PROBLEM REQUIREMENTS: Please arrange every line of the listing below as a numbered list, leaving out any blank lines.

Data entries:
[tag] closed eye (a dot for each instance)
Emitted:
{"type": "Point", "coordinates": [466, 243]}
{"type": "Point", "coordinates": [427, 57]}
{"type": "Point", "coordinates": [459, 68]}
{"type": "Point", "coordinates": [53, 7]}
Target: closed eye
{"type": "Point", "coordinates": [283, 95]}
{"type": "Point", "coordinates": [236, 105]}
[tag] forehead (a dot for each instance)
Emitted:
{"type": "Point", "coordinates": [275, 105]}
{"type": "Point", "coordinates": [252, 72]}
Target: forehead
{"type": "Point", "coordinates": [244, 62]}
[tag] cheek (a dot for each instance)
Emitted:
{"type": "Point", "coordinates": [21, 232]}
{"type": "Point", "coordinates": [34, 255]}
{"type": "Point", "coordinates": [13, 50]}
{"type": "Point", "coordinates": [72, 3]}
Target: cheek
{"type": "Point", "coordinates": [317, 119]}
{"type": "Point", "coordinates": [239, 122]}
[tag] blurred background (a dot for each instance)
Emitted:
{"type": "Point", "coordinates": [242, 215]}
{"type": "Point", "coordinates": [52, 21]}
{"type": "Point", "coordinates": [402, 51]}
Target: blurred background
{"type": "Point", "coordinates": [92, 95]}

OUTPUT:
1. [tag] closed eye (a dot for each instance)
2. Emitted:
3. {"type": "Point", "coordinates": [466, 243]}
4. {"type": "Point", "coordinates": [427, 57]}
5. {"type": "Point", "coordinates": [459, 68]}
6. {"type": "Point", "coordinates": [53, 7]}
7. Target: closed eye
8. {"type": "Point", "coordinates": [283, 95]}
9. {"type": "Point", "coordinates": [236, 105]}
10. [tag] forehead (a dot for each instance)
11. Emitted:
12. {"type": "Point", "coordinates": [275, 105]}
13. {"type": "Point", "coordinates": [252, 72]}
14. Target: forehead
15. {"type": "Point", "coordinates": [244, 62]}
16. [tag] cheek (a dot for each instance)
17. Emitted:
18. {"type": "Point", "coordinates": [21, 232]}
19. {"type": "Point", "coordinates": [34, 255]}
20. {"type": "Point", "coordinates": [13, 50]}
21. {"type": "Point", "coordinates": [72, 3]}
22. Target: cheek
23. {"type": "Point", "coordinates": [317, 119]}
24. {"type": "Point", "coordinates": [239, 122]}
25. [tag] blurred background (a dot for each instance)
26. Emitted:
27. {"type": "Point", "coordinates": [242, 215]}
28. {"type": "Point", "coordinates": [52, 21]}
29. {"type": "Point", "coordinates": [402, 51]}
30. Target: blurred background
31. {"type": "Point", "coordinates": [92, 95]}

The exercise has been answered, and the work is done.